What the task requires:
From the entries, copy out every line in which the word "socks" is found.

[Data section Boundary: Start]

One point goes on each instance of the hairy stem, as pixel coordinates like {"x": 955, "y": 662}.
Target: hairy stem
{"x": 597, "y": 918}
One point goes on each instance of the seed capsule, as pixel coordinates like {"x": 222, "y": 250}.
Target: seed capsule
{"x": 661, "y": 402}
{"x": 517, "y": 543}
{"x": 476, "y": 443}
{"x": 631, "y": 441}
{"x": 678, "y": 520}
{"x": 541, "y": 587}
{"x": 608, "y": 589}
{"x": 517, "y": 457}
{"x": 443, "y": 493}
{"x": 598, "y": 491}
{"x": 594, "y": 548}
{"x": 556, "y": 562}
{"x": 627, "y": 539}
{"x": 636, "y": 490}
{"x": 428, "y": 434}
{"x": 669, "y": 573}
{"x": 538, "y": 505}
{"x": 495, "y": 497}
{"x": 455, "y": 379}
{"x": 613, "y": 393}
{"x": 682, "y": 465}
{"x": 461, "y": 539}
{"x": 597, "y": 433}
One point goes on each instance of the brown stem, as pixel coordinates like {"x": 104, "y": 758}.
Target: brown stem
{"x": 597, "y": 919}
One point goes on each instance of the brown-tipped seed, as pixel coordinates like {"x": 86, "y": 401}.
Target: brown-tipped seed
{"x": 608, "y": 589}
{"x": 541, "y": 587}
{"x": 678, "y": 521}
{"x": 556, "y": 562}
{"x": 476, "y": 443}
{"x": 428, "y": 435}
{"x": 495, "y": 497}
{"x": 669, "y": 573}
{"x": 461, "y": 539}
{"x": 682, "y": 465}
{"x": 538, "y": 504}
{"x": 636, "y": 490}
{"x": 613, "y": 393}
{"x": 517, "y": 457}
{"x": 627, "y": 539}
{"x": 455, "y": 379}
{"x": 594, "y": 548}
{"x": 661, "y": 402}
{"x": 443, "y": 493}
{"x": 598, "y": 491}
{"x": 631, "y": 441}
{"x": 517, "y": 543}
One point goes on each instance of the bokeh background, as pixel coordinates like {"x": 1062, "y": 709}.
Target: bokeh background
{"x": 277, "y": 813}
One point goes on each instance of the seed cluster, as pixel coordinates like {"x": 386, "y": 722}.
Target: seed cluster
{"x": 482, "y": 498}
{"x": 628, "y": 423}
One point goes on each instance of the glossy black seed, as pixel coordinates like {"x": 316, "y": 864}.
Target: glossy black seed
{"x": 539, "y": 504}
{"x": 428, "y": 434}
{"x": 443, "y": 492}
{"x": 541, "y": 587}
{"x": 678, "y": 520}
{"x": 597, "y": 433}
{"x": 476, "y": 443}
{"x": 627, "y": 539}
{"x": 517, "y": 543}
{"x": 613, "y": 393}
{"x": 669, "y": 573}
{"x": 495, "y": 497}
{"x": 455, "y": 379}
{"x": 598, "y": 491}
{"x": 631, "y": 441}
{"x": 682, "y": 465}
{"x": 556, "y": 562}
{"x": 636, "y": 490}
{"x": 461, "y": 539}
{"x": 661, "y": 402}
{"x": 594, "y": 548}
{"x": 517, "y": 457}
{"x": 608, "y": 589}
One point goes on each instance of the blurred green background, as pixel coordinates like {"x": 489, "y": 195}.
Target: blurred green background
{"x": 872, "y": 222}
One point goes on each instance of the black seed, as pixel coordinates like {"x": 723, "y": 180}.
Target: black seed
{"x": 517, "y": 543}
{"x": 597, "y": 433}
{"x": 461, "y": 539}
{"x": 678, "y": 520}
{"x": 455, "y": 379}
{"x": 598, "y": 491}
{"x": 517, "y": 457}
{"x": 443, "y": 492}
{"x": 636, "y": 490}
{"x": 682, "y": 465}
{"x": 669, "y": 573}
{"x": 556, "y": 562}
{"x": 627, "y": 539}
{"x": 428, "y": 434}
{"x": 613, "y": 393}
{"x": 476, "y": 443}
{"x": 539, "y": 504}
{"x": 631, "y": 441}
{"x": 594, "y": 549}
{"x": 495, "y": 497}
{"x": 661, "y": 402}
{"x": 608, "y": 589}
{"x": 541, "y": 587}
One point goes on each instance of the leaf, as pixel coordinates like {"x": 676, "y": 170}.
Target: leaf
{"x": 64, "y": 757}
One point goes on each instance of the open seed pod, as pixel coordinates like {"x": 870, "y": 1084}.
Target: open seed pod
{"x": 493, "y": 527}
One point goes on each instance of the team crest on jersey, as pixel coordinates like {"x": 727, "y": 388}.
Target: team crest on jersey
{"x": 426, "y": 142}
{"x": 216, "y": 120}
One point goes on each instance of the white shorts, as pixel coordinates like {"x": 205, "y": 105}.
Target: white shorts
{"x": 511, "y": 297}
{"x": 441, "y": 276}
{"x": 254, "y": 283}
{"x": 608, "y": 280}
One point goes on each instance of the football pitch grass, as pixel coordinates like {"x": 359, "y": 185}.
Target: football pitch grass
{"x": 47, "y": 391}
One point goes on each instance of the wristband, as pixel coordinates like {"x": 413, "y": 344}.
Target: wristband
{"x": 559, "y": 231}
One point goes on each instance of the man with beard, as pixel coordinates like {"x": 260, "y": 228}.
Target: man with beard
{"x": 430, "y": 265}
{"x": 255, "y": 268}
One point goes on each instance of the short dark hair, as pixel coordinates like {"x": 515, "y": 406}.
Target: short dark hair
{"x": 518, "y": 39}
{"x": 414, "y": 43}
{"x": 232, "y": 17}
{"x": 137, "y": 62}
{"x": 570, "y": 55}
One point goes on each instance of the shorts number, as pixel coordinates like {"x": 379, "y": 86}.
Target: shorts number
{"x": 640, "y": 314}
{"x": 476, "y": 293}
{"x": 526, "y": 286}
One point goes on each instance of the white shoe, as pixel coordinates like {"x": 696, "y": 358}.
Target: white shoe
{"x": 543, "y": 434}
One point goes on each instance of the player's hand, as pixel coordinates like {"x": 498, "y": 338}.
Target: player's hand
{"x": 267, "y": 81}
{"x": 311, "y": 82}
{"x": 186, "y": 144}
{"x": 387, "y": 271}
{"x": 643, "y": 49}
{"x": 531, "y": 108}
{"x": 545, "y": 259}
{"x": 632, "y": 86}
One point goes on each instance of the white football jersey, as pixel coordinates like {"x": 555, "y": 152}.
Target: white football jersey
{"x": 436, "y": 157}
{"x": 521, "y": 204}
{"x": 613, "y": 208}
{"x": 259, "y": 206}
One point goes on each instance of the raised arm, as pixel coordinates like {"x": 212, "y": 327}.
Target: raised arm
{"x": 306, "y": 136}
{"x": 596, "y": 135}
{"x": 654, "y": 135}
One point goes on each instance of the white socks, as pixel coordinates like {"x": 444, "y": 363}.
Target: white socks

[Data section Boundary: End]

Problem solution:
One point goes on each instance of the white socks, as pixel coordinates like {"x": 444, "y": 363}.
Target: white socks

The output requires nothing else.